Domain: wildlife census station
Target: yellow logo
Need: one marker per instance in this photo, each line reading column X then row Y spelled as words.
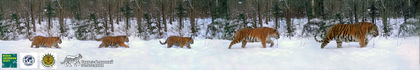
column 48, row 60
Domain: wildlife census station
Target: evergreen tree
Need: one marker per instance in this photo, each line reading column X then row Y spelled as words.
column 373, row 12
column 127, row 12
column 242, row 20
column 277, row 13
column 181, row 13
column 50, row 13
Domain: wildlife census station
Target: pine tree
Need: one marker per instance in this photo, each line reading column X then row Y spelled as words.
column 2, row 28
column 181, row 13
column 50, row 13
column 373, row 12
column 127, row 12
column 277, row 13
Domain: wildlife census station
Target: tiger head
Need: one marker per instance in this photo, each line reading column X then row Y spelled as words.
column 274, row 34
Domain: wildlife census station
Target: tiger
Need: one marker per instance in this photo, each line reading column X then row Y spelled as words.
column 357, row 32
column 113, row 41
column 178, row 41
column 262, row 34
column 45, row 41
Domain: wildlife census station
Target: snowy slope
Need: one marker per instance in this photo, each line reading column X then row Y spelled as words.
column 206, row 54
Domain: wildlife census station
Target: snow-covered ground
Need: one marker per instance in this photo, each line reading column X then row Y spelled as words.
column 287, row 54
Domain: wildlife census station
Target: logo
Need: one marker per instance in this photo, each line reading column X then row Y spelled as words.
column 76, row 61
column 9, row 61
column 48, row 60
column 72, row 60
column 28, row 60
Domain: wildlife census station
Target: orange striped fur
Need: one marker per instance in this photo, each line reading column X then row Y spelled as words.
column 350, row 33
column 255, row 34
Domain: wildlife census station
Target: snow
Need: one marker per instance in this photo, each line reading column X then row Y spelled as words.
column 294, row 53
column 287, row 53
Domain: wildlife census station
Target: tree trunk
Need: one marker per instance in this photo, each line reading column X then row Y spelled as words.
column 32, row 17
column 277, row 22
column 355, row 12
column 192, row 19
column 259, row 13
column 111, row 21
column 61, row 21
column 180, row 24
column 138, row 16
column 126, row 25
column 159, row 26
column 164, row 15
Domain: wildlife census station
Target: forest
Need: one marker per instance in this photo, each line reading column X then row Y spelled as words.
column 152, row 19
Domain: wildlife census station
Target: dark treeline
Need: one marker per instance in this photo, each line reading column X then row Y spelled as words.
column 257, row 12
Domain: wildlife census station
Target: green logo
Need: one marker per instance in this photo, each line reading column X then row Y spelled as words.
column 48, row 60
column 9, row 60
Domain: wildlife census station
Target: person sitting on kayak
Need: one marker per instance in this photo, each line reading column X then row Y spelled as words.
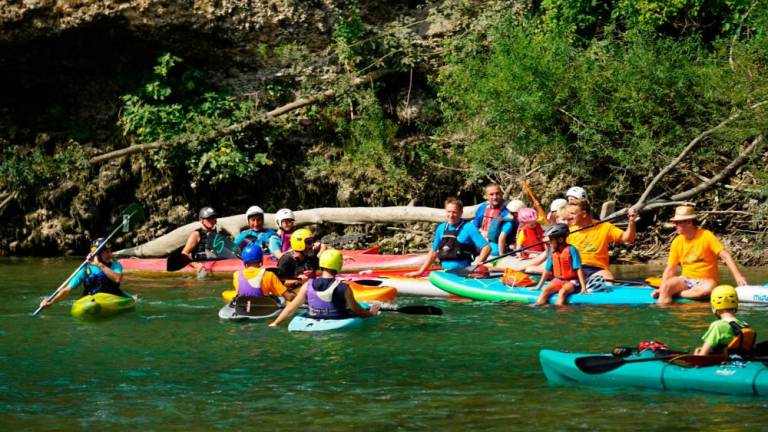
column 102, row 274
column 280, row 241
column 563, row 265
column 456, row 242
column 301, row 261
column 326, row 296
column 696, row 250
column 530, row 232
column 254, row 281
column 592, row 243
column 256, row 233
column 727, row 335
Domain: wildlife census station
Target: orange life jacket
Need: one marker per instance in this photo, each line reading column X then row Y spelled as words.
column 562, row 264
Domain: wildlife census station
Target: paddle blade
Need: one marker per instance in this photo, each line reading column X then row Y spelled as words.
column 176, row 261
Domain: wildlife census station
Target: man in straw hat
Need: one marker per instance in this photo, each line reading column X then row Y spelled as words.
column 696, row 250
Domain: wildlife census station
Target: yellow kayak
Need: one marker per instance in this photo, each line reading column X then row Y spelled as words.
column 101, row 305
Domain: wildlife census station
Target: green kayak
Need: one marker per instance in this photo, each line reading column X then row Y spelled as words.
column 735, row 377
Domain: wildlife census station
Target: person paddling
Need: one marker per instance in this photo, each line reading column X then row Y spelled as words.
column 563, row 265
column 326, row 296
column 456, row 242
column 254, row 281
column 101, row 275
column 727, row 335
column 696, row 250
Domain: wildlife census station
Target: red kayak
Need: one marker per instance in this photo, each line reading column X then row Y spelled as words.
column 354, row 261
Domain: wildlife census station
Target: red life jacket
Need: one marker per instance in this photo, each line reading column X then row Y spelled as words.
column 533, row 235
column 562, row 264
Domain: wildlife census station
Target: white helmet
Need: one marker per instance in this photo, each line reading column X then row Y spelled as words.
column 515, row 205
column 283, row 214
column 253, row 210
column 577, row 192
column 557, row 204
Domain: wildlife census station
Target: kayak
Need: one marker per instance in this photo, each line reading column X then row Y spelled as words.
column 734, row 377
column 101, row 305
column 362, row 293
column 304, row 323
column 493, row 289
column 354, row 261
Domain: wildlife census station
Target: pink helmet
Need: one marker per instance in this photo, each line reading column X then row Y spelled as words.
column 527, row 215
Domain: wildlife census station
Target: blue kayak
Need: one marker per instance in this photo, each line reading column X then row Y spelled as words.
column 735, row 377
column 304, row 323
column 493, row 289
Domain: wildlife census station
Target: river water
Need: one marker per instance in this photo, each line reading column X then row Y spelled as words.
column 173, row 365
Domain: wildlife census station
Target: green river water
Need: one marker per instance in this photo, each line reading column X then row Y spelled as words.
column 173, row 365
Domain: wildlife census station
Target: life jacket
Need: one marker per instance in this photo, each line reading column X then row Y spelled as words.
column 562, row 264
column 96, row 282
column 329, row 303
column 249, row 287
column 450, row 249
column 744, row 340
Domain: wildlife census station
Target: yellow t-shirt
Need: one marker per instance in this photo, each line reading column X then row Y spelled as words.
column 592, row 243
column 270, row 284
column 697, row 256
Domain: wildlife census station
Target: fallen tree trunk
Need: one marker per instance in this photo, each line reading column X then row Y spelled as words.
column 176, row 239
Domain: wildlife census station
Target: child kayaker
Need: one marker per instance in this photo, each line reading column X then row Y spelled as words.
column 326, row 296
column 254, row 281
column 563, row 266
column 727, row 335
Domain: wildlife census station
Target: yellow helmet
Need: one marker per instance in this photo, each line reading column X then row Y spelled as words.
column 331, row 259
column 299, row 239
column 724, row 297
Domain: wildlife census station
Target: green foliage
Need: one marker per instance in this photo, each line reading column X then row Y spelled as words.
column 176, row 104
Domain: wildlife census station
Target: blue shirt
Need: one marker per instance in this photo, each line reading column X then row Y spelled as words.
column 467, row 234
column 80, row 276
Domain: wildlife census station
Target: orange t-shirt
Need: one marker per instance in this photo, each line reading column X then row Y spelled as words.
column 270, row 284
column 697, row 256
column 592, row 243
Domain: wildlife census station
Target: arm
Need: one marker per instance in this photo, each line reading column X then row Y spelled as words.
column 292, row 307
column 728, row 260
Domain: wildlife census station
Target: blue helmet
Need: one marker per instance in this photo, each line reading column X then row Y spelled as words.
column 252, row 252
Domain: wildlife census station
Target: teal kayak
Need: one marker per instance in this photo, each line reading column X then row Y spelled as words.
column 735, row 377
column 493, row 289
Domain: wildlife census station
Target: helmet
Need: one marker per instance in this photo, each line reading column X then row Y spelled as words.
column 299, row 239
column 253, row 210
column 283, row 214
column 515, row 205
column 207, row 212
column 252, row 253
column 557, row 231
column 331, row 259
column 724, row 297
column 577, row 192
column 557, row 204
column 527, row 215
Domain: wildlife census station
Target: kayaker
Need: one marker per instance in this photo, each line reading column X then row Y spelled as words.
column 280, row 242
column 256, row 233
column 727, row 335
column 326, row 296
column 254, row 281
column 490, row 209
column 696, row 250
column 301, row 260
column 196, row 248
column 456, row 242
column 592, row 243
column 563, row 266
column 102, row 274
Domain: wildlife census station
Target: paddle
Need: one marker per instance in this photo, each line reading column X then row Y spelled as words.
column 132, row 214
column 466, row 271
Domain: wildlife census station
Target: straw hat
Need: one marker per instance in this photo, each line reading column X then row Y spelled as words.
column 684, row 213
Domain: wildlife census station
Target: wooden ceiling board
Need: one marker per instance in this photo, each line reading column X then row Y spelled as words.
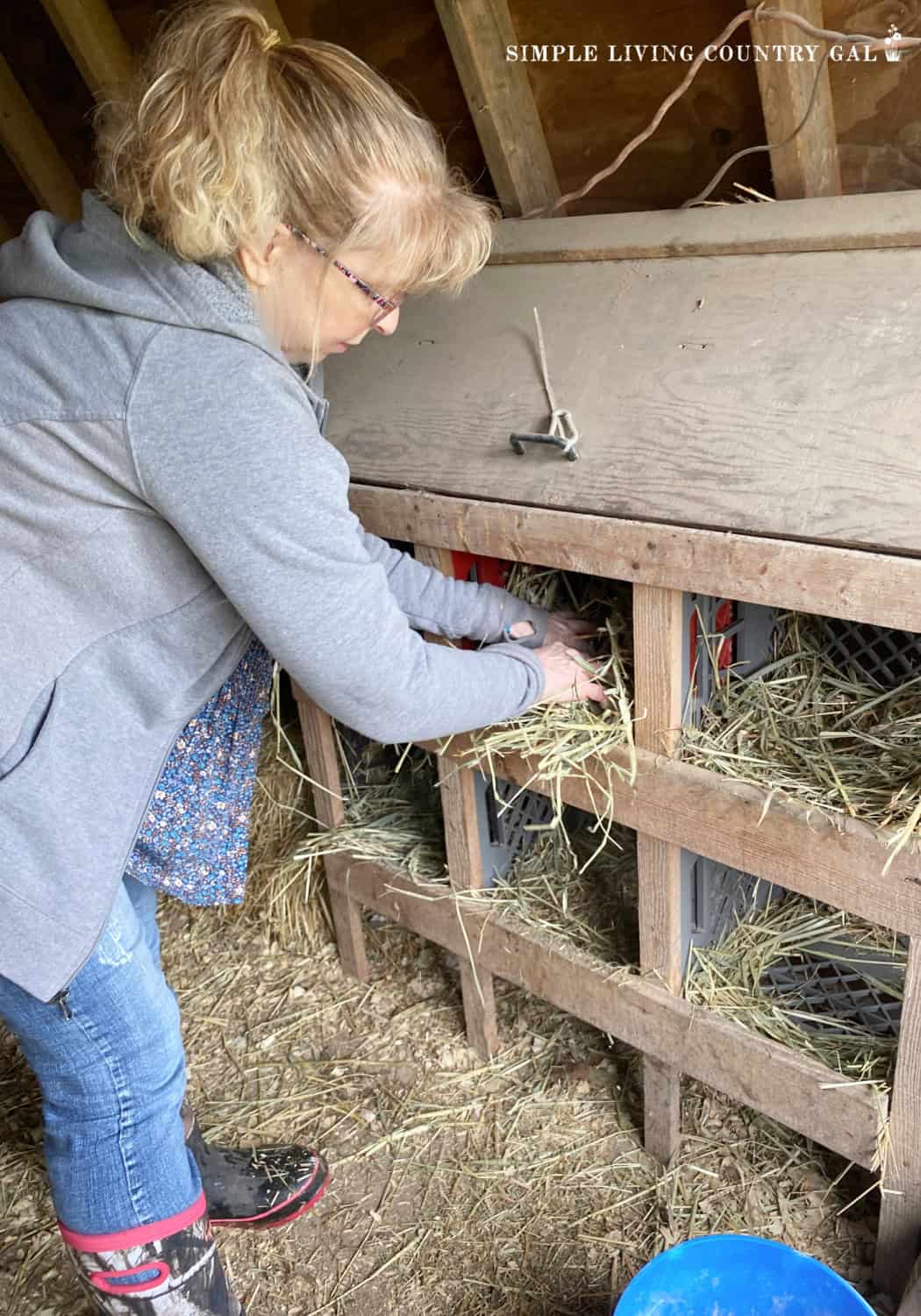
column 765, row 394
column 589, row 111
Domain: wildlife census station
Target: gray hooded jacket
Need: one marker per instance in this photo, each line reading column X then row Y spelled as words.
column 165, row 494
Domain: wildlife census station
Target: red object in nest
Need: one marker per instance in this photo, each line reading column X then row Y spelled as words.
column 725, row 619
column 471, row 566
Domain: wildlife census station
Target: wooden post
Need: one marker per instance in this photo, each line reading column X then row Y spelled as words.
column 899, row 1237
column 502, row 103
column 33, row 153
column 324, row 769
column 657, row 626
column 465, row 865
column 94, row 39
column 810, row 165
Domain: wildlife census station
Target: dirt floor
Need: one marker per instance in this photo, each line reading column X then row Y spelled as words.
column 516, row 1189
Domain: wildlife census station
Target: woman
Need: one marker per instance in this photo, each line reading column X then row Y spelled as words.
column 168, row 497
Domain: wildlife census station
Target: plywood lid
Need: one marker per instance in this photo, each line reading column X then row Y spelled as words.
column 765, row 394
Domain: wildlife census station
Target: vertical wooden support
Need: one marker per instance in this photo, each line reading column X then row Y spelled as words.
column 465, row 863
column 94, row 39
column 899, row 1240
column 33, row 153
column 810, row 165
column 657, row 628
column 323, row 768
column 502, row 103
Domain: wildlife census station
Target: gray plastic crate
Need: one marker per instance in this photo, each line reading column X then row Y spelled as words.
column 833, row 986
column 836, row 987
column 504, row 815
column 715, row 897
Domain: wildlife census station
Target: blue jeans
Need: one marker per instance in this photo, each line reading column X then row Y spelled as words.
column 112, row 1078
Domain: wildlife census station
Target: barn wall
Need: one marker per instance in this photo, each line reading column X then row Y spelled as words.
column 589, row 111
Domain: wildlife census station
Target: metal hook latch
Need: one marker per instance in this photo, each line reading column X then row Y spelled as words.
column 563, row 434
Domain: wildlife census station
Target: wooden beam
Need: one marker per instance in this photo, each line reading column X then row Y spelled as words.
column 881, row 589
column 465, row 865
column 700, row 1042
column 33, row 153
column 500, row 102
column 787, row 842
column 94, row 39
column 808, row 165
column 900, row 1207
column 823, row 224
column 657, row 629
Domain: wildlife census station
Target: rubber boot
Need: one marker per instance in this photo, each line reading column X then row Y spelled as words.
column 258, row 1189
column 166, row 1269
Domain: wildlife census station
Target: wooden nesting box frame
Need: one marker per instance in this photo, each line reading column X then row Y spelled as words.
column 673, row 805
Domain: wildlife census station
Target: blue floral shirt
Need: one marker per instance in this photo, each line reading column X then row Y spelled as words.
column 194, row 841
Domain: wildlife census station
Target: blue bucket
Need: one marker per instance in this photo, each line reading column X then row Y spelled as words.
column 739, row 1276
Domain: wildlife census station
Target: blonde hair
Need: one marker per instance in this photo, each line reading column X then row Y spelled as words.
column 228, row 131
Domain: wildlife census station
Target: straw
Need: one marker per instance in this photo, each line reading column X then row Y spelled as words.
column 807, row 729
column 573, row 740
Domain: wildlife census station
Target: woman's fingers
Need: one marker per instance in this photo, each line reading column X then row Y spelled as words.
column 568, row 676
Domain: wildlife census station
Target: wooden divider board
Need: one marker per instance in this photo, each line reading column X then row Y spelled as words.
column 657, row 628
column 771, row 394
column 854, row 583
column 465, row 863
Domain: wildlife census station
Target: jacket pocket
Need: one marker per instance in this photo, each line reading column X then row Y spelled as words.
column 34, row 726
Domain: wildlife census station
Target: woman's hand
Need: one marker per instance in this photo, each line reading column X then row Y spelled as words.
column 568, row 628
column 566, row 678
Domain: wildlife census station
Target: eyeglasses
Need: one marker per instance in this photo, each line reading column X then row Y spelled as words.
column 386, row 305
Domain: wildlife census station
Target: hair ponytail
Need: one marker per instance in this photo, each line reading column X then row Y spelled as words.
column 228, row 131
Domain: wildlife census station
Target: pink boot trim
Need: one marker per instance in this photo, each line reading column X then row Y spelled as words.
column 137, row 1237
column 108, row 1279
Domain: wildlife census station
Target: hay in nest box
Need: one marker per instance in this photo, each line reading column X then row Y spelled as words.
column 568, row 740
column 392, row 813
column 575, row 892
column 804, row 728
column 734, row 978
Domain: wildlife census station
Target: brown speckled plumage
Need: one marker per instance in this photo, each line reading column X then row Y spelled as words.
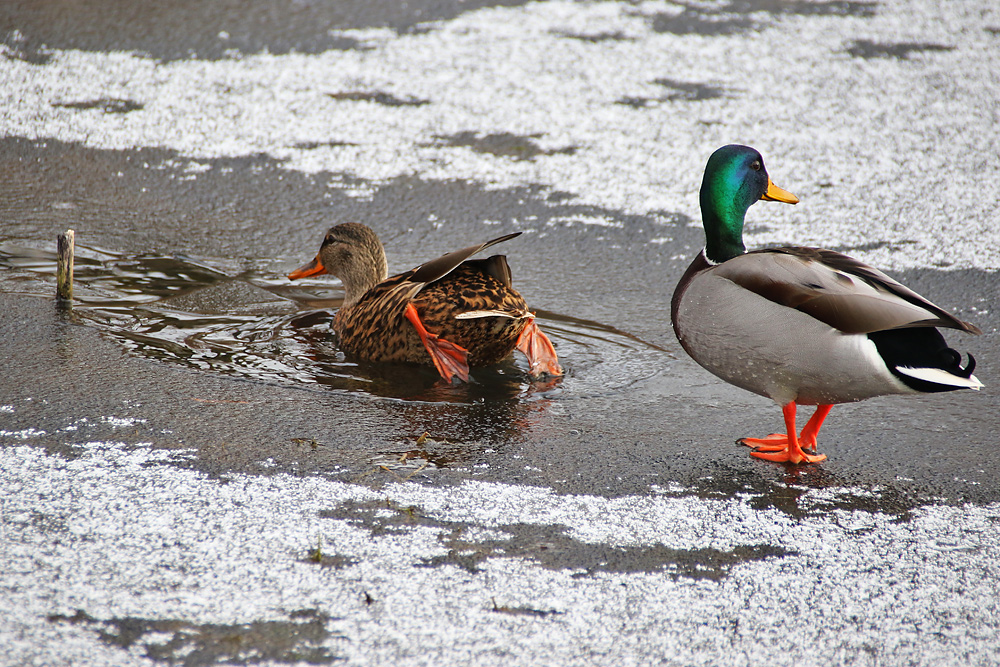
column 452, row 296
column 374, row 328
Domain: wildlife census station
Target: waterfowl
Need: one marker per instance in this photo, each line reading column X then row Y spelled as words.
column 802, row 326
column 453, row 312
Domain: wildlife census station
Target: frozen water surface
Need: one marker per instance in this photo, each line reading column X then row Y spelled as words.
column 152, row 508
column 839, row 587
column 900, row 134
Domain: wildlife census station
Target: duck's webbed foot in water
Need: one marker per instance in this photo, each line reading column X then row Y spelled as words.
column 451, row 360
column 538, row 348
column 787, row 447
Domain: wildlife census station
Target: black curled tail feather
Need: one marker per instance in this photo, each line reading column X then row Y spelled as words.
column 920, row 347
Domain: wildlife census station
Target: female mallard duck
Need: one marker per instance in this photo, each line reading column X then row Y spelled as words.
column 451, row 311
column 802, row 326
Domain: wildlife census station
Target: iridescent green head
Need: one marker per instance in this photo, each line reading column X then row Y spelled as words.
column 735, row 178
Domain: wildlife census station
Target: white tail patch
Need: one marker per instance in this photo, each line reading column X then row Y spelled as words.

==============================

# What you have to do
Up to and including the line that contains "Target: pine tree", print the records above exactly from their first line, without any pictures.

# Your solution
Domain: wildlife census station
Target: yellow logo
Need: one marker per instance in this photo, each line reading column X then row Y spelled as words.
column 48, row 60
Domain: wildlife census station
Target: evergreen tree
Need: one marker per instance in this photo, each line reading column X then row Y spelled as words.
column 373, row 12
column 127, row 12
column 242, row 20
column 277, row 13
column 181, row 13
column 50, row 13
Domain: wildlife census station
Target: pine tree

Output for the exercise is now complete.